• [The problem]: Your answer must be the records, copied with no change.

Data listing START

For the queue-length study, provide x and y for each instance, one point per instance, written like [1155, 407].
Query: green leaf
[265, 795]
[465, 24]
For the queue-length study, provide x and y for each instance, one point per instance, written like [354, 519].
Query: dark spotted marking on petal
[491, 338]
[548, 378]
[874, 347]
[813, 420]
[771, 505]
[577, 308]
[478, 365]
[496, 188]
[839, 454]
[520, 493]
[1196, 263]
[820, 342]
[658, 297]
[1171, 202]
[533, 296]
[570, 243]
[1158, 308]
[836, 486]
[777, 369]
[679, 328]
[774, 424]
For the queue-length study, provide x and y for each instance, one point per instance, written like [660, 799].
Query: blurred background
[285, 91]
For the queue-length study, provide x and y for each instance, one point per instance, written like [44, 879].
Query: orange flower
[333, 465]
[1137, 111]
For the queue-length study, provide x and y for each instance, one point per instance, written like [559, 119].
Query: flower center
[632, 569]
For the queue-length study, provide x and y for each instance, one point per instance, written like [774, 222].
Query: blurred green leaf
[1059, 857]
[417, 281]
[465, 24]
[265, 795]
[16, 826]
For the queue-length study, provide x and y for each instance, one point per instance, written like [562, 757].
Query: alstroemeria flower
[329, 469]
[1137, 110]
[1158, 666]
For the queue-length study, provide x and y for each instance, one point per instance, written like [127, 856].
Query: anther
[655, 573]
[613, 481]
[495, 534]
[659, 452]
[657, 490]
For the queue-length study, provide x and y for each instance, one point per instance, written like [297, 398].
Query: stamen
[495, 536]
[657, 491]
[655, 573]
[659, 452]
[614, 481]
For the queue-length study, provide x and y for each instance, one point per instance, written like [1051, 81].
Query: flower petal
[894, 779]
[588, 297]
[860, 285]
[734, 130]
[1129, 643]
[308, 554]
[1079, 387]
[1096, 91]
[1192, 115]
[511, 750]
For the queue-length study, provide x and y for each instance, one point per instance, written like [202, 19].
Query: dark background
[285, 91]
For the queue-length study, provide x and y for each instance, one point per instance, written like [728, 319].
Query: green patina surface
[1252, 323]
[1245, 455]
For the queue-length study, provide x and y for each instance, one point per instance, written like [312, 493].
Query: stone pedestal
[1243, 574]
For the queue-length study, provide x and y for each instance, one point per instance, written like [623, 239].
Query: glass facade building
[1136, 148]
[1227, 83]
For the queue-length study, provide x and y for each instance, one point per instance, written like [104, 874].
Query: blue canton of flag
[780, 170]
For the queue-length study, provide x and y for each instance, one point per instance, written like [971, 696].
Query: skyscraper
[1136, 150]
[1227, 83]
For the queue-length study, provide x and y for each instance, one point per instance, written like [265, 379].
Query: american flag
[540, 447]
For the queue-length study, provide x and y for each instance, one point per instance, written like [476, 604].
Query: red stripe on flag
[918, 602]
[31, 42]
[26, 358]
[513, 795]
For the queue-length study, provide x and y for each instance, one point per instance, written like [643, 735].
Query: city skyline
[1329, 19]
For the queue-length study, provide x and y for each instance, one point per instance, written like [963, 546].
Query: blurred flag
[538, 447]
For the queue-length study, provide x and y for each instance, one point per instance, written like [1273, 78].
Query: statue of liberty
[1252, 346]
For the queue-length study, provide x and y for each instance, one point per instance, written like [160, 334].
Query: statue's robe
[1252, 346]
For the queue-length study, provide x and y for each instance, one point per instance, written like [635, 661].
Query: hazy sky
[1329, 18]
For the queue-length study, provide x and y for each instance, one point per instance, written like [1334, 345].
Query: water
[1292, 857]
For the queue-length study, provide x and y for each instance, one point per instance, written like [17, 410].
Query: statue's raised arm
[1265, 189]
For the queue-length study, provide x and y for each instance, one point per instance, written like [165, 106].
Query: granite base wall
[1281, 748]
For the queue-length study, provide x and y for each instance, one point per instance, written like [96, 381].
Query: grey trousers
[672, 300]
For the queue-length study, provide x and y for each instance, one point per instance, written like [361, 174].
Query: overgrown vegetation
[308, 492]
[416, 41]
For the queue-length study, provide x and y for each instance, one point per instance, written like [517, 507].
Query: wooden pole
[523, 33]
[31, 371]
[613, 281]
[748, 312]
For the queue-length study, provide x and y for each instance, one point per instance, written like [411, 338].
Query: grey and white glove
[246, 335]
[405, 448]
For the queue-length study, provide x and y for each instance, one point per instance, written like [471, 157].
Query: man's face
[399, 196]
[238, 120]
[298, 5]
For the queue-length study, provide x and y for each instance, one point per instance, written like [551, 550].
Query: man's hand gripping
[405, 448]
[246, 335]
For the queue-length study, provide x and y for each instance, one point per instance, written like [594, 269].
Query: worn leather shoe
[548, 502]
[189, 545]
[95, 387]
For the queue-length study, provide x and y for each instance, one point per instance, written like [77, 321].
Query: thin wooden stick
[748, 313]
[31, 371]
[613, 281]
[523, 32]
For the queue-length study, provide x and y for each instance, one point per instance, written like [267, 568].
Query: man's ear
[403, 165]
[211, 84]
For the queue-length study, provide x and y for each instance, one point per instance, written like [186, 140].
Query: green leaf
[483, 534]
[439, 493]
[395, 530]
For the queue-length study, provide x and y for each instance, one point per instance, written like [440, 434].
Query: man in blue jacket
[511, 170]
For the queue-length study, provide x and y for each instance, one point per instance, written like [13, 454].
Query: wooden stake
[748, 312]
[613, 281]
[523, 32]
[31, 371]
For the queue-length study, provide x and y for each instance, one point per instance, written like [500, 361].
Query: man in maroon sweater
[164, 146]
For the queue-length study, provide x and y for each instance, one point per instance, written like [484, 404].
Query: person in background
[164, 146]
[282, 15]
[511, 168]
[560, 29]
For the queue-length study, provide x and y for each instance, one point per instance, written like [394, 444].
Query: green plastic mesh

Data listing END

• [Output]:
For the queue-length study, provide x and y for each instance, one point per instance, written like [1155, 407].
Query: green leaf
[265, 795]
[465, 24]
For the queue-length study, provide x and y for each instance, one point per instance, written like [354, 519].
Query: dark spotted marking on petal
[491, 338]
[548, 378]
[874, 347]
[813, 420]
[771, 505]
[577, 308]
[478, 365]
[496, 188]
[839, 454]
[520, 493]
[1196, 263]
[820, 342]
[658, 297]
[1171, 202]
[533, 296]
[570, 243]
[1158, 308]
[836, 486]
[777, 369]
[679, 328]
[774, 424]
For the queue-length study, provide x and y for each instance, one point per instance, written like [660, 799].
Query: blurred background
[285, 91]
For the queue-length study, provide x and y for each instance, one point per instance, written like [44, 879].
Query: orange flower
[333, 465]
[1137, 111]
For the queue-length study, provide x and y for each instance, one point per instance, written like [559, 119].
Query: flower center
[632, 569]
For the queue-length study, provide x and y for each instance, one point per instance, written like [774, 222].
Query: blurred green leaf
[1059, 857]
[417, 281]
[465, 24]
[265, 795]
[16, 826]
For the queue-length study, provide x and y for each instance, one point per instance, written like [562, 757].
Query: alstroemeria flower
[329, 469]
[1137, 110]
[1158, 666]
For the queue-length study, provide x and y for each instance, one point per instance, written like [127, 856].
Query: anther
[655, 573]
[613, 481]
[495, 534]
[659, 452]
[657, 490]
For the queue-length study, provide x and y for each instance, one point per instance, written like [297, 398].
Query: stamen
[495, 536]
[657, 491]
[655, 573]
[659, 452]
[614, 481]
For the queue-length study, provide x and y for each instance, one point per instance, written like [1051, 81].
Query: flower petal
[894, 779]
[588, 297]
[860, 285]
[734, 130]
[1129, 643]
[308, 554]
[1079, 387]
[1096, 91]
[1192, 115]
[511, 750]
For the queue-length study, provide x and y for each instance, one point per instance, written like [202, 19].
Query: dark background
[285, 91]
For the queue-length study, provide x and y for each instance, one point per instance, written like [728, 319].
Query: green patina surface
[1252, 323]
[1245, 455]
For the queue-length study, provide x and y for each instance, one point per instance, written like [312, 493].
Query: stone pedestal
[1243, 574]
For the queue-length study, provide x and y for each instance, one point per instance, written like [623, 239].
Query: glass facade building
[1136, 148]
[1227, 83]
For the queue-length study, provide x and y for each instance, one point per instance, written like [104, 874].
Query: blue canton of flag
[780, 170]
For the queue-length study, provide x and y for each instance, one point per instance, written like [971, 696].
Query: skyscraper
[1136, 150]
[1227, 83]
For the queue-length study, provide x and y for each instance, one point per instance, written like [265, 379].
Query: american flag
[540, 447]
For the queue-length study, provide x and y for each instance, one point per instance, written like [476, 604].
Query: red stripe on flag
[918, 602]
[31, 42]
[26, 358]
[513, 795]
For the queue-length study, provide x and y for each instance, one point per instance, written like [643, 735].
Query: city skyline
[1329, 19]
For the queue-length study, provide x and y for each instance, one point per instance, written like [963, 546].
Query: blurred flag
[538, 447]
For the queue-length study, provide x and y for each instance, one point per instance, written like [1273, 78].
Query: statue of liberty
[1252, 346]
For the queue-length study, provide x and y for each instance, one point per instance, written like [160, 334].
Query: statue's robe
[1252, 346]
For the queue-length study, provide x and y for each instance, one point per instance, written like [635, 661].
Query: hazy sky
[1329, 18]
For the queue-length study, provide x and y for each instance, one point per instance, written like [1334, 345].
Query: water
[1292, 857]
For the queue-length study, provide x and y for each instance, one point per instance, written like [17, 410].
Query: statue's raised arm
[1265, 189]
For the queue-length study, provide x and y for each instance, one point per instance, written like [165, 106].
Query: granite base wall
[1281, 748]
For the queue-length study, provide x and y for each instance, one point per instance, written like [96, 381].
Query: grey trousers
[672, 300]
For the queue-length study, provide x and y for each instance, one point per instance, written like [361, 174].
Query: overgrown vegetation
[308, 492]
[416, 41]
For the queue-length study, provide x and y for each instance, one point per instance, written like [517, 507].
Query: wooden pole
[523, 33]
[31, 371]
[613, 281]
[748, 312]
For the queue-length study, provide x and y for each instance, one point per instance, written like [411, 338].
Query: grey and white glove
[246, 335]
[405, 448]
For the queue-length study, provide x and y for each instance, one point per instance, written like [471, 157].
Query: man's face
[399, 196]
[238, 120]
[298, 5]
For the queue-length study, provide x and y for each instance, one point per instance, written like [551, 550].
Query: man's hand gripping
[405, 448]
[246, 335]
For the queue-length study, provide x and y for each instance, one point per instance, written like [594, 269].
Query: worn leather shoe
[548, 502]
[189, 545]
[95, 387]
For the queue-length study, provide x and y for each instance, one point per instance, written like [77, 321].
Query: thin wooden stick
[748, 313]
[31, 371]
[613, 281]
[523, 32]
For the queue-length study, provide x and y for each instance, one point per instance, written like [267, 568].
Query: man's ear
[403, 165]
[211, 84]
For the queue-length study, provide x and y for each instance, one point per instance, written like [186, 140].
Query: green leaf
[483, 534]
[439, 493]
[395, 530]
For the queue-length study, provide x and y for each instance, one point per instance, written like [440, 434].
Query: man in blue jacket
[511, 170]
For the queue-length study, provide x and y for each instance, one point per instance, written like [13, 454].
Query: wooden stake
[748, 312]
[613, 281]
[523, 32]
[31, 371]
For the queue-length study, provide x and y for each instance, one point per instance, written like [500, 361].
Query: man in maroon sweater
[164, 146]
For the queue-length study, provide x and y for each instance, one point per instance, written like [484, 404].
Query: person in background
[164, 146]
[282, 15]
[511, 168]
[560, 29]
For the queue-length study, provide x and y for each instance, one point per instance, written like [394, 444].
Query: green plastic mesh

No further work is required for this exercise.